Aufgabe:
Suche aus den folgenden Einträgen jede Zeile heraus, in der die Zeichenfolge „pendant“ vorkommt, und schreibe diese Zeilen ab. Dabei ist auf Groß- und Kleinschreibung zu achten.

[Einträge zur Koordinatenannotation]
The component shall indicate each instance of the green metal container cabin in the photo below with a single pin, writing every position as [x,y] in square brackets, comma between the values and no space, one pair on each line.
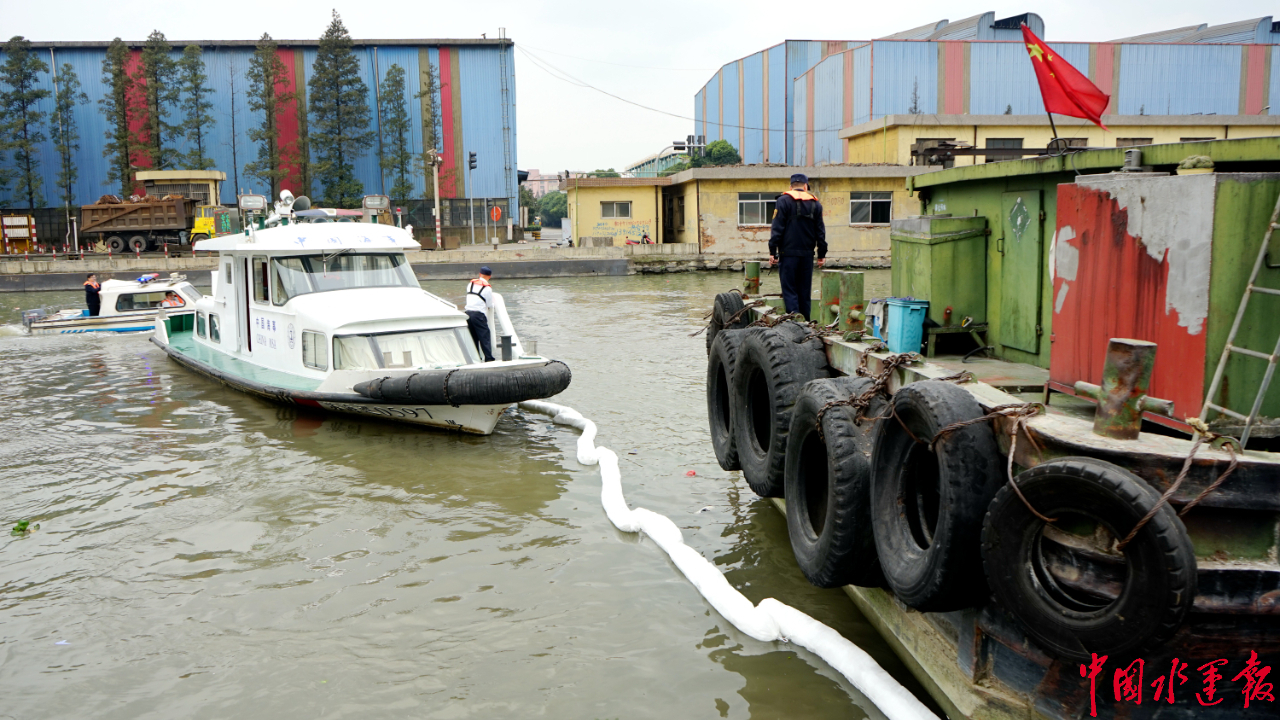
[1020,201]
[942,259]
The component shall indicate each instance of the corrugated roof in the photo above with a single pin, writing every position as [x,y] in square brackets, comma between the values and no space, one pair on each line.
[1174,35]
[918,32]
[1239,31]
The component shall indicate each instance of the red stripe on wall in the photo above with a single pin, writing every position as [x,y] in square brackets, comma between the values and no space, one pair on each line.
[1257,69]
[287,123]
[448,183]
[848,115]
[954,98]
[136,101]
[1104,65]
[808,117]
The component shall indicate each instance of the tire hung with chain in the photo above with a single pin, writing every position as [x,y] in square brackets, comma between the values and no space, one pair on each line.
[773,365]
[928,502]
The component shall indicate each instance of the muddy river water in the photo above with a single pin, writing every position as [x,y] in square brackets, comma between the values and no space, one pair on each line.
[204,554]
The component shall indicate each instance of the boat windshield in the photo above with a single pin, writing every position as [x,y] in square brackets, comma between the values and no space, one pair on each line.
[301,274]
[443,347]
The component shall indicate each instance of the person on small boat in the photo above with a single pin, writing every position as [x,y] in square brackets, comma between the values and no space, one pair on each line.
[91,295]
[798,231]
[480,299]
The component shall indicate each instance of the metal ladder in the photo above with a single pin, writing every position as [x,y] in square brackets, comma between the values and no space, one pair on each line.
[1264,253]
[510,177]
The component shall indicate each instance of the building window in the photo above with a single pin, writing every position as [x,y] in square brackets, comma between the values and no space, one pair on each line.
[1004,144]
[616,209]
[755,208]
[871,208]
[315,352]
[261,279]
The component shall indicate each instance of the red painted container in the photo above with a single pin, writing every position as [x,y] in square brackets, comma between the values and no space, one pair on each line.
[1162,259]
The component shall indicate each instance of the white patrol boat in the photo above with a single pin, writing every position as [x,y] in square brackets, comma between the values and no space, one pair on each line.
[330,315]
[128,306]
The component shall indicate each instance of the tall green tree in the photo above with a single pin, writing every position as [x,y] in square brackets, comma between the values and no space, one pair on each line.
[156,81]
[197,119]
[397,153]
[433,126]
[114,105]
[266,73]
[339,117]
[67,131]
[721,153]
[23,121]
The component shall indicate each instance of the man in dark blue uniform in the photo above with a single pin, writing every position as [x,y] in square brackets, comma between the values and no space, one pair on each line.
[798,231]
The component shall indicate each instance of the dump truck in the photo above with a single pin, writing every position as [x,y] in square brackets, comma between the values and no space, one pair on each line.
[174,206]
[150,223]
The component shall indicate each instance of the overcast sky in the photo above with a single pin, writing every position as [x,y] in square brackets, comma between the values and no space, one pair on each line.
[656,53]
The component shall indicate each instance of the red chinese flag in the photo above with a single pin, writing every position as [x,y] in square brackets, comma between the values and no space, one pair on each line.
[1064,89]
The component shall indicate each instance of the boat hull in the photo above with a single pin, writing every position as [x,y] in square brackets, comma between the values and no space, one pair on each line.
[129,323]
[474,419]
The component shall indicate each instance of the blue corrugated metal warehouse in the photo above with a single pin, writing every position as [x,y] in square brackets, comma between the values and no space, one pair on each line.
[475,104]
[814,90]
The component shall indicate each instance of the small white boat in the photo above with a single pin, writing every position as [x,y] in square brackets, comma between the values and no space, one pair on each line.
[128,306]
[330,315]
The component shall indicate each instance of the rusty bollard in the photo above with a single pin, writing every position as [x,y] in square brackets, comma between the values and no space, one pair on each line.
[752,279]
[851,308]
[1123,393]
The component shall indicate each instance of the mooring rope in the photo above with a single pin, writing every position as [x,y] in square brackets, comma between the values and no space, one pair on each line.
[767,621]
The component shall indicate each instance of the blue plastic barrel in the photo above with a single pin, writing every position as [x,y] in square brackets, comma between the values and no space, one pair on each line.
[906,324]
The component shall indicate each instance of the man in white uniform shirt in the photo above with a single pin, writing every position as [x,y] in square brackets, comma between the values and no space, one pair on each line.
[480,299]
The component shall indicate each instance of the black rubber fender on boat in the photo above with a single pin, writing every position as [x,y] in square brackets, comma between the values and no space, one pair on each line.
[773,367]
[727,304]
[464,386]
[720,374]
[1075,600]
[928,504]
[828,486]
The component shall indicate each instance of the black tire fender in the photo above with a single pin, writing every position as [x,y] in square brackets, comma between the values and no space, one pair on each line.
[471,387]
[928,505]
[828,479]
[727,304]
[1136,604]
[720,373]
[773,364]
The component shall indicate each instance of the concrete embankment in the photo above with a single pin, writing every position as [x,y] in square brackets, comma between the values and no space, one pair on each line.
[507,261]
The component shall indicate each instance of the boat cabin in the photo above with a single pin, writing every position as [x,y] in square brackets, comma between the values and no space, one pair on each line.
[315,300]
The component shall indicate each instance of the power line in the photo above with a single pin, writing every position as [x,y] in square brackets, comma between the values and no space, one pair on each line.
[621,64]
[565,77]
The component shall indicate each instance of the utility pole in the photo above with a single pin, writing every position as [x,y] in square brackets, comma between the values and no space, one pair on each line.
[471,206]
[435,186]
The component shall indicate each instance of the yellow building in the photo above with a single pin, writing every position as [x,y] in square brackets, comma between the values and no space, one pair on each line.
[728,210]
[890,140]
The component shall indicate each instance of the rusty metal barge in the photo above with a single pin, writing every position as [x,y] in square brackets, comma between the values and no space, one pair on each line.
[1084,523]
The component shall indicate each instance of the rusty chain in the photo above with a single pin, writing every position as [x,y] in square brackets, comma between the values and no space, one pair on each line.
[1202,433]
[880,384]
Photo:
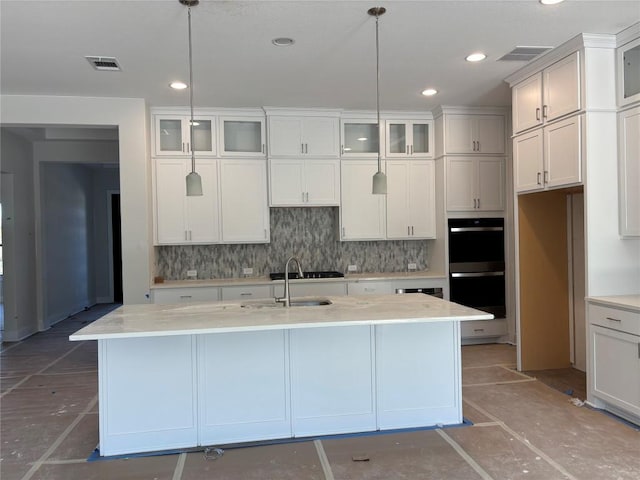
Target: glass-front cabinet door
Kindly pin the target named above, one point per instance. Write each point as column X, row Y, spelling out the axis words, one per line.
column 411, row 138
column 242, row 136
column 360, row 138
column 173, row 135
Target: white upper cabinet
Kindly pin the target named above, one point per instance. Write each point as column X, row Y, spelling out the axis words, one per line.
column 408, row 138
column 362, row 214
column 550, row 157
column 628, row 71
column 304, row 182
column 359, row 138
column 180, row 219
column 475, row 183
column 172, row 135
column 244, row 209
column 242, row 136
column 548, row 95
column 411, row 199
column 304, row 136
column 629, row 171
column 474, row 134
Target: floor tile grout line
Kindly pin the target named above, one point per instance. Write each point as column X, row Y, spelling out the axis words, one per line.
column 324, row 461
column 506, row 382
column 517, row 372
column 467, row 458
column 522, row 440
column 34, row 468
column 41, row 370
column 177, row 473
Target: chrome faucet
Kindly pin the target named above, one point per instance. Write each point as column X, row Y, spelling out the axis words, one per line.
column 286, row 299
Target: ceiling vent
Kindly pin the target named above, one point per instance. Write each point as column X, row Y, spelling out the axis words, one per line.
column 524, row 54
column 104, row 63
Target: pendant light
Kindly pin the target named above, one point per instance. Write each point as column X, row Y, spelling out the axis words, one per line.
column 379, row 179
column 194, row 181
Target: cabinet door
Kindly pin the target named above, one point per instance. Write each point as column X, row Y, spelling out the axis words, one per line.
column 616, row 363
column 490, row 183
column 527, row 103
column 321, row 136
column 398, row 223
column 362, row 214
column 322, row 181
column 286, row 182
column 563, row 165
column 489, row 133
column 562, row 88
column 459, row 135
column 285, row 137
column 461, row 184
column 203, row 212
column 242, row 136
column 528, row 160
column 422, row 199
column 629, row 171
column 243, row 200
column 170, row 194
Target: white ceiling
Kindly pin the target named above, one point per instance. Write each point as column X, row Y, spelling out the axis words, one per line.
column 332, row 64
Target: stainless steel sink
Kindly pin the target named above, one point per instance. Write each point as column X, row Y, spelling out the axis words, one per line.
column 296, row 302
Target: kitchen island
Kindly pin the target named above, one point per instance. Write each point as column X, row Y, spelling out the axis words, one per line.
column 178, row 376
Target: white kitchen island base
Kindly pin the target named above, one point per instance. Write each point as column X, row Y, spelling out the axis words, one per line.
column 165, row 388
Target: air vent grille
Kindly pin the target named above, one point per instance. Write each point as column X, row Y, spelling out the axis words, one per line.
column 524, row 54
column 104, row 63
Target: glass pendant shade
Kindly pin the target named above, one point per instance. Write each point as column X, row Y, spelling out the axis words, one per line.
column 194, row 185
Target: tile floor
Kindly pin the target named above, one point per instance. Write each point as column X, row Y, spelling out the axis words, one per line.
column 522, row 429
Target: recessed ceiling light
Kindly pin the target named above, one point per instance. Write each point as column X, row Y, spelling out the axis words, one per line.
column 283, row 41
column 476, row 57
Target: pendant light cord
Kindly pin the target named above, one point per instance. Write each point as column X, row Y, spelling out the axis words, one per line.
column 378, row 91
column 193, row 155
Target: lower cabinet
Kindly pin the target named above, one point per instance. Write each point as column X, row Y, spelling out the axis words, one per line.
column 614, row 336
column 243, row 383
column 332, row 387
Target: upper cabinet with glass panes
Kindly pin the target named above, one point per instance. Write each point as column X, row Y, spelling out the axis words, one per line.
column 408, row 138
column 172, row 135
column 242, row 135
column 629, row 73
column 359, row 137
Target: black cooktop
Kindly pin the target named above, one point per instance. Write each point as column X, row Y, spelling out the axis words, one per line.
column 295, row 275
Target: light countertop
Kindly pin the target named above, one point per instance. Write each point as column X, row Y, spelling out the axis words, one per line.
column 150, row 320
column 222, row 282
column 628, row 302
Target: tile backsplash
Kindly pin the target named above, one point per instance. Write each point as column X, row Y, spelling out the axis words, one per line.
column 308, row 233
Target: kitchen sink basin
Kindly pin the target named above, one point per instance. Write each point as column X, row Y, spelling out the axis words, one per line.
column 296, row 302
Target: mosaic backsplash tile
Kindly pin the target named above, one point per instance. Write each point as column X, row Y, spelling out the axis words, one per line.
column 308, row 233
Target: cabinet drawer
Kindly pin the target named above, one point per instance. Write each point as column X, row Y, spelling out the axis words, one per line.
column 185, row 295
column 614, row 318
column 246, row 292
column 483, row 328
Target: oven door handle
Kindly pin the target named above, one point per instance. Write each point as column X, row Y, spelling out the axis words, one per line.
column 477, row 274
column 476, row 229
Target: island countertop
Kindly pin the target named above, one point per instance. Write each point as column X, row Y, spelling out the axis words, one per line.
column 151, row 320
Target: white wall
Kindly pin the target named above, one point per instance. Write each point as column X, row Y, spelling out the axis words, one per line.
column 20, row 319
column 130, row 116
column 67, row 238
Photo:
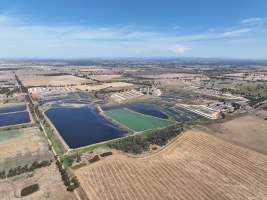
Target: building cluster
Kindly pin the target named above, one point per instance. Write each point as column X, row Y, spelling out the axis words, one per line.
column 126, row 95
column 151, row 91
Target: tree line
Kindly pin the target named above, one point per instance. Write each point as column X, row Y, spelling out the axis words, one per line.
column 140, row 143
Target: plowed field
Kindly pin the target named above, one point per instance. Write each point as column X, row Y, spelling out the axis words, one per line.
column 197, row 166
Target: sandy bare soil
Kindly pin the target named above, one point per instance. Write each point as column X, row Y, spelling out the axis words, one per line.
column 102, row 86
column 28, row 146
column 39, row 80
column 28, row 141
column 177, row 75
column 50, row 184
column 196, row 166
column 249, row 131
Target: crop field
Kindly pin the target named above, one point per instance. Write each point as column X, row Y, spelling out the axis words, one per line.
column 249, row 131
column 9, row 119
column 48, row 179
column 136, row 121
column 196, row 166
column 33, row 80
column 22, row 146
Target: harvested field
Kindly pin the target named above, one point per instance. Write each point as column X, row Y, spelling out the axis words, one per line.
column 22, row 146
column 50, row 185
column 105, row 77
column 249, row 131
column 195, row 166
column 39, row 80
column 136, row 121
column 103, row 86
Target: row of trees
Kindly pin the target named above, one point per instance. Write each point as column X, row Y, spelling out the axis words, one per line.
column 140, row 143
column 20, row 170
column 70, row 182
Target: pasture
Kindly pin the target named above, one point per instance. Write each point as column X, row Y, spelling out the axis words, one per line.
column 136, row 121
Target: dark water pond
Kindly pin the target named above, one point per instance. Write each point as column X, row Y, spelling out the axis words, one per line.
column 14, row 118
column 83, row 126
column 13, row 109
column 147, row 109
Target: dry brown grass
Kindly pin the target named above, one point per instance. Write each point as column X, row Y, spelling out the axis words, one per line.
column 28, row 141
column 103, row 86
column 50, row 184
column 105, row 77
column 249, row 131
column 39, row 80
column 196, row 166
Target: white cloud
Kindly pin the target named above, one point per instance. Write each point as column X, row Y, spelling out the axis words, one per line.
column 256, row 20
column 20, row 38
column 236, row 32
column 179, row 50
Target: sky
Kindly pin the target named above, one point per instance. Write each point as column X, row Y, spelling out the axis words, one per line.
column 71, row 29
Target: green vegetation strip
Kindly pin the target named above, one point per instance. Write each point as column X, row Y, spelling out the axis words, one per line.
column 137, row 121
column 7, row 135
column 140, row 143
column 58, row 147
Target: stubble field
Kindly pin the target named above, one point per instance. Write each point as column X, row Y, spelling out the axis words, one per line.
column 197, row 166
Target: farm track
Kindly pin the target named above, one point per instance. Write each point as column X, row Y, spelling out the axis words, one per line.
column 196, row 166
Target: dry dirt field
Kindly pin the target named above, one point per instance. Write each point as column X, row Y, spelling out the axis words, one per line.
column 50, row 184
column 102, row 86
column 22, row 147
column 39, row 80
column 197, row 166
column 105, row 77
column 249, row 131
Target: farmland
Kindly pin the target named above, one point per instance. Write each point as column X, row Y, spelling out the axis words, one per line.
column 22, row 146
column 248, row 131
column 136, row 121
column 195, row 166
column 48, row 180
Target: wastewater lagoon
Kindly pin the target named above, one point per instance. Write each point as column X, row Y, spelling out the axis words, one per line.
column 83, row 126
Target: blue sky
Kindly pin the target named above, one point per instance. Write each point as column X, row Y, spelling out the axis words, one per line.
column 137, row 28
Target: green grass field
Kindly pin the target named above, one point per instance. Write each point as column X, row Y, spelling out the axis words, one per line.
column 137, row 121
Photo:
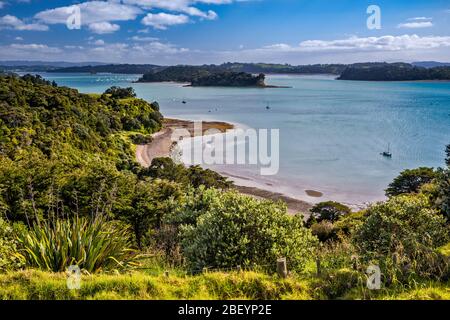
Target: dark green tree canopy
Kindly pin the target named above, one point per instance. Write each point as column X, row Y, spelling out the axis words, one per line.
column 410, row 181
column 328, row 211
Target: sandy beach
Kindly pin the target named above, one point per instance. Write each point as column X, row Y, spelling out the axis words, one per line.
column 162, row 145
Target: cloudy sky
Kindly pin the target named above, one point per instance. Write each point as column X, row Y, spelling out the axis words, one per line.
column 216, row 31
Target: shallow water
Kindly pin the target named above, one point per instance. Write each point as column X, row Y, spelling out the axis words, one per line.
column 331, row 132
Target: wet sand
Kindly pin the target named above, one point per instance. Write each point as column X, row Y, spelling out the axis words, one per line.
column 162, row 145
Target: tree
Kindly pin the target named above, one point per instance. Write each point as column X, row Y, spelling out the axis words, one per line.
column 236, row 230
column 410, row 181
column 402, row 234
column 327, row 211
column 447, row 158
column 121, row 93
column 150, row 202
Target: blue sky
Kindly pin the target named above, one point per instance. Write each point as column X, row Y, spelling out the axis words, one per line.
column 216, row 31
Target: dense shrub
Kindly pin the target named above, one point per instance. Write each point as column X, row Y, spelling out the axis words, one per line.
column 121, row 93
column 166, row 168
column 236, row 230
column 410, row 181
column 9, row 247
column 401, row 235
column 93, row 245
column 323, row 230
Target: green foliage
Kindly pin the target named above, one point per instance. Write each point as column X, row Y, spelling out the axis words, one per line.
column 150, row 203
column 235, row 230
column 166, row 168
column 9, row 257
column 328, row 211
column 121, row 93
column 92, row 244
column 229, row 79
column 402, row 235
column 34, row 113
column 447, row 158
column 324, row 230
column 38, row 285
column 410, row 181
column 140, row 139
column 204, row 76
column 443, row 193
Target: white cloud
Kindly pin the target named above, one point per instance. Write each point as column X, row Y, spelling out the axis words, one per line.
column 149, row 50
column 33, row 48
column 103, row 27
column 99, row 42
column 182, row 6
column 91, row 12
column 144, row 39
column 12, row 22
column 163, row 20
column 383, row 43
column 417, row 23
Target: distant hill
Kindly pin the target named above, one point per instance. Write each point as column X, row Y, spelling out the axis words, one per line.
column 111, row 68
column 284, row 68
column 431, row 64
column 393, row 72
column 205, row 76
column 254, row 68
column 55, row 64
column 39, row 66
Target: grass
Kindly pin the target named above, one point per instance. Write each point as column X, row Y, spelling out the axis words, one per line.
column 39, row 285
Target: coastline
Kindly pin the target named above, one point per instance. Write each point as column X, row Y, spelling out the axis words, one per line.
column 162, row 145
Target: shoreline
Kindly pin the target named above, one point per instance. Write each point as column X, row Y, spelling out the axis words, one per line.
column 162, row 146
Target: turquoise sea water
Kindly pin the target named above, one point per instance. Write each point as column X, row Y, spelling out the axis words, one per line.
column 332, row 132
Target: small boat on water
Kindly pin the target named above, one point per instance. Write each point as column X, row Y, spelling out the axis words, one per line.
column 387, row 154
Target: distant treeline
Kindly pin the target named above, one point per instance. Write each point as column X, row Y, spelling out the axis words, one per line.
column 205, row 76
column 184, row 73
column 255, row 68
column 111, row 68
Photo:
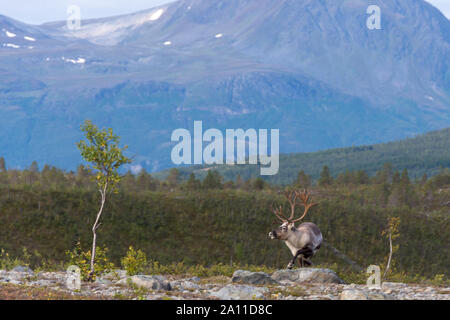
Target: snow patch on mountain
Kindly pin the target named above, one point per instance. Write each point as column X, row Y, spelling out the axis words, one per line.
column 10, row 34
column 11, row 45
column 156, row 15
column 78, row 61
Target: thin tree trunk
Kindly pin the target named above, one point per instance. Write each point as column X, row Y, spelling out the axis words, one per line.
column 94, row 232
column 390, row 255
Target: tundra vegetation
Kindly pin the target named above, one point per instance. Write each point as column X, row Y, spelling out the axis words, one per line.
column 104, row 156
column 213, row 226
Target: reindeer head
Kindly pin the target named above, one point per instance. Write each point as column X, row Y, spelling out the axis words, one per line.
column 288, row 224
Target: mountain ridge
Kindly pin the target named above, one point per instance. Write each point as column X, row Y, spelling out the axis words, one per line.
column 231, row 64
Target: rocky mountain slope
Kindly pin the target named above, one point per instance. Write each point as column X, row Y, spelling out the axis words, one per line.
column 311, row 68
column 300, row 284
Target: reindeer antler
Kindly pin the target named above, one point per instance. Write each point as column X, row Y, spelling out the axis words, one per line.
column 278, row 213
column 291, row 196
column 304, row 197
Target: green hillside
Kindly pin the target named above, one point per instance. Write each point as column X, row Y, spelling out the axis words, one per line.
column 427, row 153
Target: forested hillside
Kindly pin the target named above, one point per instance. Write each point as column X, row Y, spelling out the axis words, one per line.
column 216, row 221
column 426, row 153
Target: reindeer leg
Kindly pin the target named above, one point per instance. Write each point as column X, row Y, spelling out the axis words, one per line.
column 308, row 262
column 306, row 251
column 300, row 262
column 292, row 263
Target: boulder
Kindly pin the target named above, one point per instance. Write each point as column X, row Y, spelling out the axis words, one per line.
column 239, row 292
column 361, row 294
column 23, row 269
column 243, row 276
column 149, row 282
column 307, row 275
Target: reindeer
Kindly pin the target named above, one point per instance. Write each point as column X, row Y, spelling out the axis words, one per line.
column 304, row 240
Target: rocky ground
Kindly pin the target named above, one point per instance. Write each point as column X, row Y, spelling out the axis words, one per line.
column 300, row 284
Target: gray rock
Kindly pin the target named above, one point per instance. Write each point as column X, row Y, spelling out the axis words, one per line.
column 307, row 275
column 151, row 282
column 23, row 269
column 115, row 275
column 239, row 292
column 360, row 294
column 248, row 277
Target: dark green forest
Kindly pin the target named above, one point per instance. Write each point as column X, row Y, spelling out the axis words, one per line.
column 215, row 220
column 426, row 153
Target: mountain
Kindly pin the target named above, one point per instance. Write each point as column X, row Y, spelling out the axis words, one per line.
column 310, row 68
column 425, row 154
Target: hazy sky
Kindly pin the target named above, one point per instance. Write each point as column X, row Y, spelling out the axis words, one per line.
column 50, row 10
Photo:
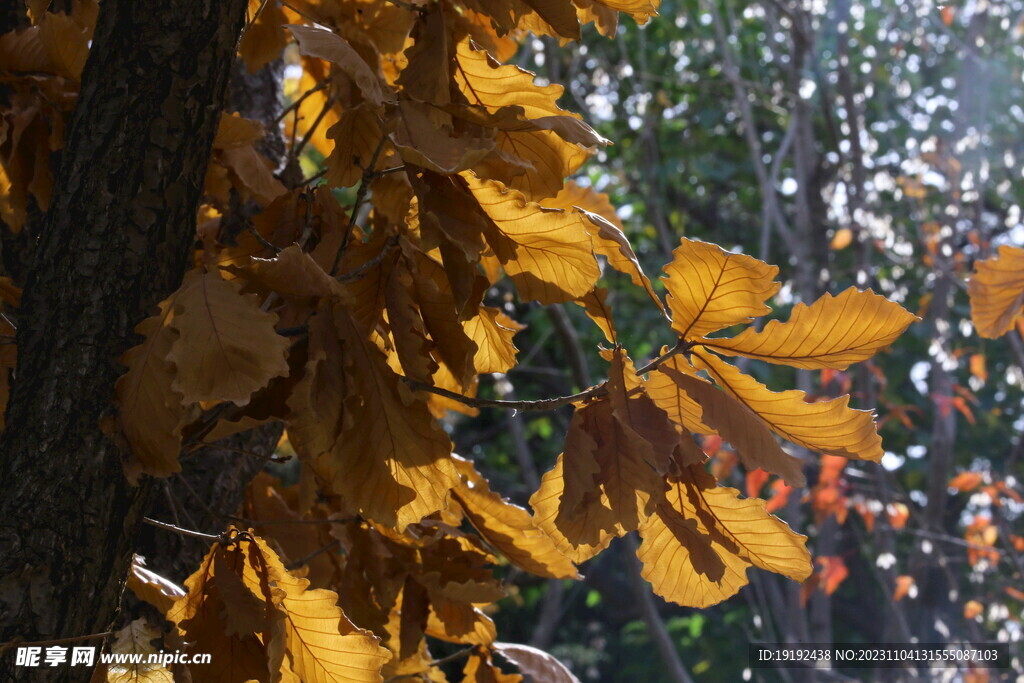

Lösung:
Target: pendant light
Target: glass pendant shade
Target: pendant light cord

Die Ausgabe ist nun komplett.